**EXERCISE 1:** Locate every line in the entries that contains the word "white", and copy each such line. Case counts.

**EXCERPTED PASSAGE:**
╭──
I love this episode sooo much! and gets me theory crafting especially with what we now know about the whoniverse and what I have learned of old who, A theory I had was that the Beast might be an Eternal that represents evil itself rather someone like Toy-Maker or Trickster, Aetolia Tones or so on. A being that never truely dies or ages someone who will witness eternity the long way around and each have there own aspect of reality they are based on. I think this is a really interesting concept because it could mean that there might even be a entity an eternal that represents the opposite, all the good in reality and would be really interesting to see them.
Nah, the episode with the sentient water on mars gave me nightmaresas a kid. This is still scary but that one was HORROR. One drop of water and you're gone. DAMN.
One of the most memorable doctor who episodes to me, is the one where they visit the human in space who lives all alone, which I personally believe is based of the shortest horror story ever “the last man on earth sat alone in a room… there was a knock on the door”
One of my favorite episodes. I think I like it so much because it's so similar to Event Horizon which is one of my absolute favorite sci-fi horror movies. Any time science fiction is blended with religious themes, it's always super cool. I do think it's referencing God and Satan in the Christian sense, not necessarily as an abstract concept of good and evil like you suggested. But that's what makes it such an interesting concept, especially for the Doctor himself. Confronted by the fact that their could be that all knowing being that created the universe, and that his assumptions of how things came to be aren't necessarily true. Plus we just never even find out what or who the Beast really is, so there's never any real resolution to those difficult questions.
Having the Doctor face a does-not-compute what-the-fuck outside-context-problem is a clever idea, very scary when the tourist trickster scientist doesn't know anything.
Examining the Ood with the added context of their further appearances really does show that the humans in this episode were attributing their human perceptions of how to live onto the Ood, and that they were definitely in the wrong.
Yeah the Ood are peaceful and wish to aid other species literally cause they have to carry their brain in their hands. Its not that they require servitude, they are just incredibly friendly
The TARDIS showing up at the end like that actually makes perfect sense. You've said many times that this episode had a heavy emphasis on faith, yes? The Doctor's faith was rewarded with the return of the TARDIS.
I still think the mondasian cybermen in the end of season 10 are the most terrifying monsters. It's quite horrific knowing they're real people who are constantly in agonising pain.
╰──
**EXERCISE 2:** In the Doctor Who comments, list every being that the first comment gives as an example alongside the Beast.

**DATASET EXCERPTS:**
╭──
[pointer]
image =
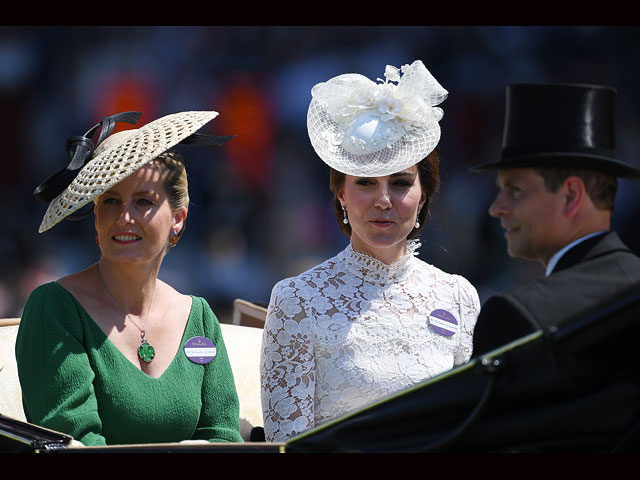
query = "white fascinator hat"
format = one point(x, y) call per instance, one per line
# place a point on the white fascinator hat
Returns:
point(372, 129)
╰──
**FINAL RESULT 1:**
query = "white fascinator hat"
# place a point on the white fascinator hat

**FINAL RESULT 2:** Toy-Maker, Trickster, Aetolia Tones